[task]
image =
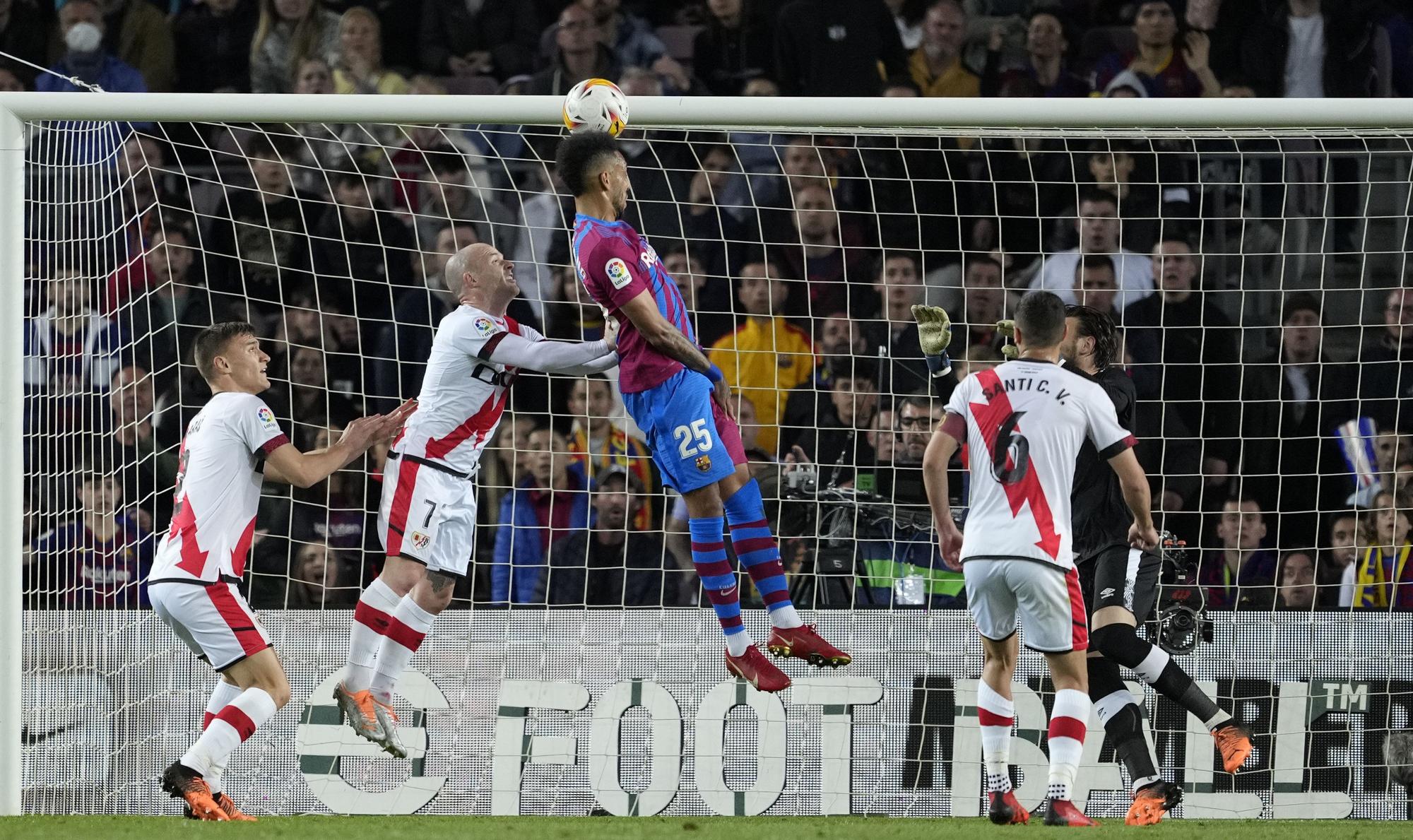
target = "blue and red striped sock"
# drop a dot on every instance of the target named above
(759, 555)
(719, 579)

= = = = =

**Given task**: Copy every line of the material above word for word, but leave out the pictures.

**Result for this exercise**:
[task]
image =
target = "blue and red striped sock"
# drop a dot on every instance of the target named above
(759, 555)
(719, 579)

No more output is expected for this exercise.